All Downloads are FREE. Search and download functionalities are using the official Maven repository.

ldbc.codegen.parser.TableParser.scala Maven / Gradle / Ivy

/**
 * Copyright (c) 2023-2024 by Takahiko Tominaga
 * This software is licensed under the MIT License (MIT).
 * For more information see LICENSE or https://opensource.org/licenses/MIT
 */

package ldbc.codegen.parser

import ldbc.schema.TableOption
import ldbc.codegen.model.*

/**
 * Parser for parsing Table definitions.
 */
trait TableParser extends KeyParser:

  private def temporary: Parser[String] = caseSensitivity("temporary") ^^ (_.toUpperCase)
  private def table:     Parser[String] = caseSensitivity("table") ^^ (_.toUpperCase)

  /**
   * The AUTOEXTEND_SIZE option is a feature added in MySQL database version 8.0.23 and later. This is an option to set
   * whether the database file size is automatically extended.
   *
   * The AUTOEXTEND_SIZE option is a feature to automatically increase the size of the database, allowing for
   * flexibility in accommodating data growth.
   *
   * SEE: https://dev.mysql.com/doc/refman/8.0/ja/innodb-tablespace-autoextend-size.html
   */
  private def autoextendSize: Parser[TableOption] =
    customError(
      keyValue(
        caseSensitivity("autoextend_size"),
        """(4|8|12|16|20|24|28|32|36|40|44|48|52|56|60|64)""".r <~ caseSensitivity("m")
      ) ^^ (v => TableOption.AutoExtendSize(v.toInt)),
      input => s"""
        |======================================================
        |There is an error in the autoextend_size format.
        |Please correct the format according to the following.
        |
        |The value set for AUTOEXTEND_SIZE must be a multiple of 4.
        |The minimum is 4 and the maximum is 64.
        |
        |${ input.pos.longString } ($fileName:${ input.pos.line }:${ input.pos.column })
        |example: AUTOEXTEND_SIZE[=]'size'M
        |======================================================
        |""".stripMargin
    )

  /**
   * The initial AUTO_INCREMENT value for the table.
   *
   * In MySQL 8.0, this works for MyISAM, MEMORY, InnoDB, and ARCHIVE tables. To set the initial auto-increment value
   * for engines that do not support the AUTO_INCREMENT table option, insert a "dummy" row with a value one less than
   * the desired value after creating the table, then delete the dummy row.
   */
  private def autoIncrement: Parser[TableOption] =
    customError(
      keyValue(caseSensitivity("auto_increment"), digit) ^^ TableOption.AutoIncrement.apply,
      input => s"""
        |======================================================
        |There is an error in the auto_increment format.

## RECORD EXCERPTS
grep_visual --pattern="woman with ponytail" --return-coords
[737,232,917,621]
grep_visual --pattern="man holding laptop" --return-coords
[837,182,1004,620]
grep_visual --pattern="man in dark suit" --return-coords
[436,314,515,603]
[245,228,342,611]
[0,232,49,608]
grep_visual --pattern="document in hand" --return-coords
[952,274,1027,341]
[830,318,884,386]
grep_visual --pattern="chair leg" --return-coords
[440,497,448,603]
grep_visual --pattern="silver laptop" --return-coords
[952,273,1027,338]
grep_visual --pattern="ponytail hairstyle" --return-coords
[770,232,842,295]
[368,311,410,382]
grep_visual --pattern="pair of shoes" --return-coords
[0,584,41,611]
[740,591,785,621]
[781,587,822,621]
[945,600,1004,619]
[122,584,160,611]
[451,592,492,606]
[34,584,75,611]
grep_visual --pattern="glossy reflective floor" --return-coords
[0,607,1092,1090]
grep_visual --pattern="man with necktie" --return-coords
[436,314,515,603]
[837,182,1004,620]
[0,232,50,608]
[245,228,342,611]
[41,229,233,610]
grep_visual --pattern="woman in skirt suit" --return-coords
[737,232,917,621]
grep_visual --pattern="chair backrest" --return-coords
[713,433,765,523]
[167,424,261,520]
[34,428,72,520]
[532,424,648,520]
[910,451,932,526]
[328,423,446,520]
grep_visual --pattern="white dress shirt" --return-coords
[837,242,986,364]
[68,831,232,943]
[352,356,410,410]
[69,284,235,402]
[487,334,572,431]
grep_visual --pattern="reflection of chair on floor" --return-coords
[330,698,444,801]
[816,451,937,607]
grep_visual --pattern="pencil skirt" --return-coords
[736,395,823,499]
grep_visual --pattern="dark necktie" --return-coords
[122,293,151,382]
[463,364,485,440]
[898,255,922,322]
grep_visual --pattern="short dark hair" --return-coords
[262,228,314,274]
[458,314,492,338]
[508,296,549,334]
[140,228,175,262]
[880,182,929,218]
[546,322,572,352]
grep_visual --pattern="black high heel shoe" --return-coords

## TASK OBJECTIVE
Extend the TableParser code, starting right after its last line. The material has no connection to the TableParser code.

## REPLY
        |Please correct the format according to the following.
        |
        |Only numbers can be set for size.
        |It cannot be set smaller than the maximum value currently in the column.
        |
        |${ input.pos.longString } ($fileName:${ input.pos.line }:${ input.pos.column })
        |example: AUTO_INCREMENT[=]'size'
        |======================================================
        |""".stripMargin
    )

  /**
   * An approximation of the average row length of the table. You only need to set this for large tables with variable
   * size rows.
   *
   * The AVG_ROW_LENGTH option is a setting to specify the average length of a single row. This setting allows for
   * efficient use of database space.
   */
  private def avgRowLength: Parser[TableOption] =
    customError(
      keyValue(caseSensitivity("avg_row_length"), digit) ^^ TableOption.AVGRowLength.apply,
      failureMessage("avg_row_length", "AVG_ROW_LENGTH[=]'number'")
    )

  /**
   * Specifies the default character set for the table. CHARSET is a synonym for CHARACTER SET. If the character set
   * name is DEFAULT, the database character set is used.
   */
  private def characterSet: Parser[TableOption] =
    customError(
      opt(caseSensitivity("default")) ~> character ^^ TableOption.Character.apply,
      failureMessage("character", " [DEFAULT] {CHARACTER [SET] | CHARSET} [=] 'string'")
    )

  /**
   * The CHECKSUM option is one of the features used in the MySQL database. It is used to check data integrity.
   *
   * The CHECKSUM option has two setting values, 0 and 1. If set to 0, no checksum calculation is performed. When set to
   * 0, no checksum calculation is performed, i.e., data integrity is not checked. On the other hand, when set to 1, the
   * checksum is calculated and data integrity is checked.
   */
  private def checksum: Parser[TableOption] =
    customError(
      keyValue(caseSensitivity("checksum"), """(0|1)""".r) ^^ {
        case "0" => TableOption.CheckSum(0)
        case "1" => TableOption.CheckSum(1)
      },
      failureMessage("checksum", "CHECKSUM [=] {0 | 1}")
    )

  /**
   * Specifies the default collation for the table.
   */
  private def collateSet: Parser[TableOption] =
    customError(
      opt(caseSensitivity("default")) ~> collate ^^ TableOption.Collate.apply,
      failureMessage("collate", "[DEFAULT] COLLATE[=]'string'")
    )

  /**
   * It is a comment of the table and can be up to 2048 characters in length.
   */
  private def commentOption: Parser[TableOption] =
    customError(
      keyValue(caseSensitivity("comment"), stringLiteral) ^^ TableOption.Comment.apply,
      failureMessage("comment", "COMMENT[=]'string'")
    )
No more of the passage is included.